<<<<

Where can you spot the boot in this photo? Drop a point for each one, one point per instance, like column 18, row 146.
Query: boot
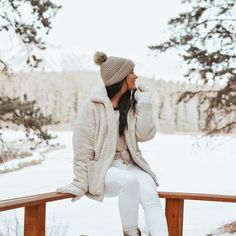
column 139, row 233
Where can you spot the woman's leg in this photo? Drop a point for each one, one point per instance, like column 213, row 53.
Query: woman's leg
column 149, row 199
column 124, row 184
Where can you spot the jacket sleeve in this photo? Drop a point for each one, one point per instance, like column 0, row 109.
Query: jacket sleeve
column 145, row 127
column 83, row 148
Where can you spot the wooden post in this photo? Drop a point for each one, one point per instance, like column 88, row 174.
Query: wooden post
column 34, row 223
column 174, row 216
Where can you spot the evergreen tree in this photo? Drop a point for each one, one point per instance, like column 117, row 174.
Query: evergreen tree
column 205, row 38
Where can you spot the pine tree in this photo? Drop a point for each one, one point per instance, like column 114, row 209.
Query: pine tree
column 205, row 38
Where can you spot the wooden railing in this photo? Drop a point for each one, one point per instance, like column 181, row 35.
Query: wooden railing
column 35, row 209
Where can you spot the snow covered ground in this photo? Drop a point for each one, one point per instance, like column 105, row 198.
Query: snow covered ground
column 182, row 164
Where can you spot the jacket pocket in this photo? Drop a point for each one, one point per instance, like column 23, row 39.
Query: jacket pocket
column 94, row 184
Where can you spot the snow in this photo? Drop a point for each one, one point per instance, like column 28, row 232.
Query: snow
column 183, row 163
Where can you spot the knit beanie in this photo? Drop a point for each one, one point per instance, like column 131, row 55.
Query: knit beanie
column 113, row 69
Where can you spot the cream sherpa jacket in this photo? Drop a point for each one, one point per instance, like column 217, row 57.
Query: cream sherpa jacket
column 95, row 139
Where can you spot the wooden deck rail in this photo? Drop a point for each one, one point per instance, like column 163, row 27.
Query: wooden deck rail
column 35, row 209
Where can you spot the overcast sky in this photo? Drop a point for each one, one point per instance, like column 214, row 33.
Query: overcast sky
column 119, row 28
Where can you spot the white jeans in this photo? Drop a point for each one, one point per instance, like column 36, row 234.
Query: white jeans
column 133, row 186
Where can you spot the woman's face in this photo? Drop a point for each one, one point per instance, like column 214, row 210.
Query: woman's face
column 131, row 78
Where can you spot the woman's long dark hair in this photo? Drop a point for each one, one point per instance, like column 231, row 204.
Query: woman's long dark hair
column 126, row 102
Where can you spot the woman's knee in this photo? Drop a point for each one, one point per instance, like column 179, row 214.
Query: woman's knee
column 130, row 182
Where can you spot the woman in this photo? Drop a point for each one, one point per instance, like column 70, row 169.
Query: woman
column 107, row 158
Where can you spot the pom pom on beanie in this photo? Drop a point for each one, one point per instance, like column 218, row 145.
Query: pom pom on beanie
column 99, row 58
column 113, row 69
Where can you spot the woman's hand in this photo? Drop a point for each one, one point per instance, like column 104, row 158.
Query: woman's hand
column 72, row 189
column 143, row 94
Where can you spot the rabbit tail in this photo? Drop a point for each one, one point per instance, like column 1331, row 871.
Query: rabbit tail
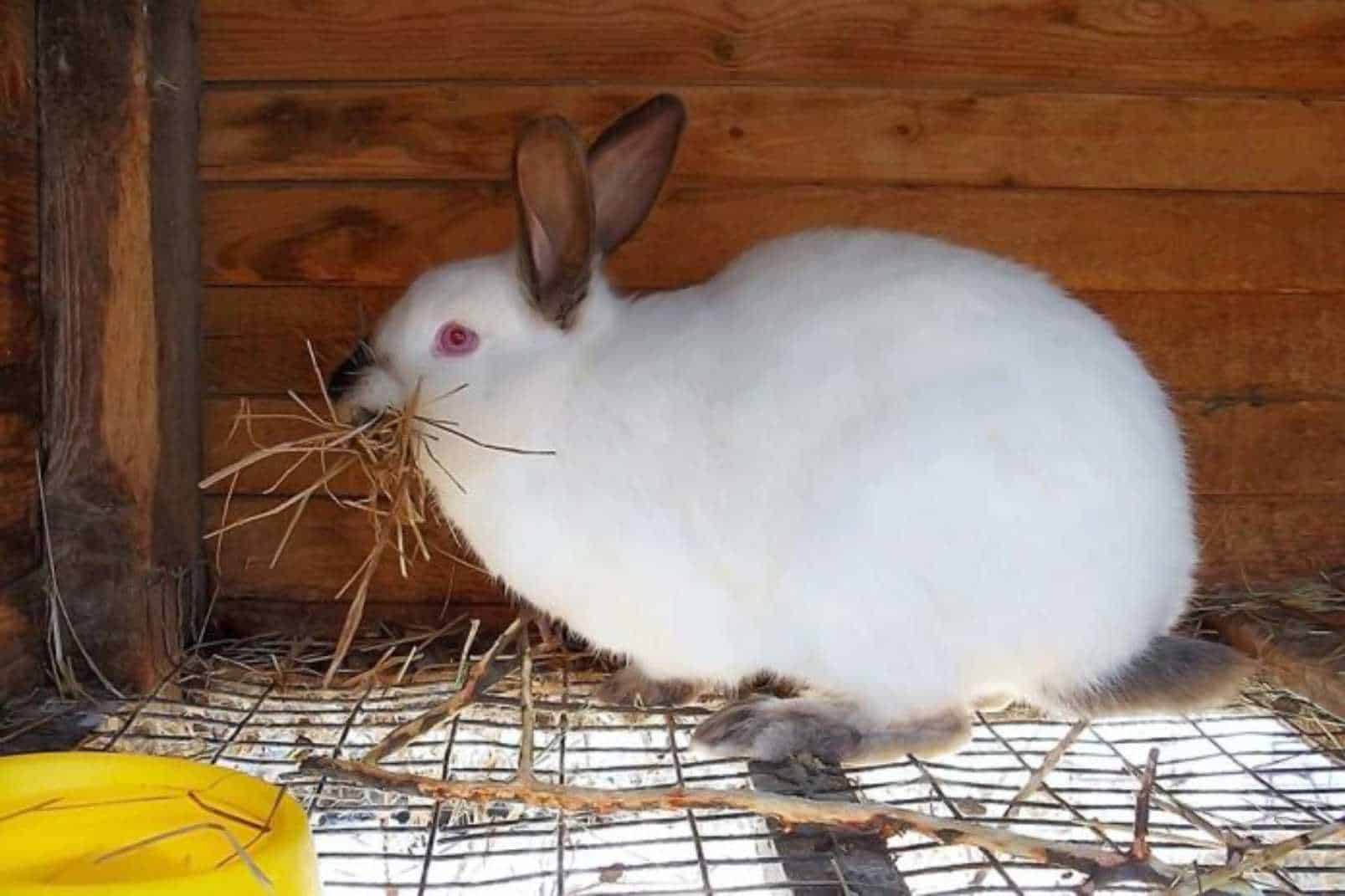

>>>>

— PROBLEM TO SOLVE —
Edit the lines of the listing starting at the one that contains "Where can you spot the overcast" and ending at the one that contains "column 131, row 78", replacing "white jeans" with "pale jeans" and leaving everything else unchanged. Return only those lines.

— TASK SOLUTION —
Where can you spot the overcast sky in this photo? Drop a point for each one, one point per instance, like column 214, row 33.
Query: overcast sky
column 119, row 28
Where can you spot the pale jeans in this photo? Drop a point for each one, one point per instance, like column 36, row 234.
Query: pale jeans
column 133, row 186
Where can you spot the woman's face in this photo? Drop a point for each one, one point per instance, like column 214, row 210.
Query: woman's face
column 131, row 78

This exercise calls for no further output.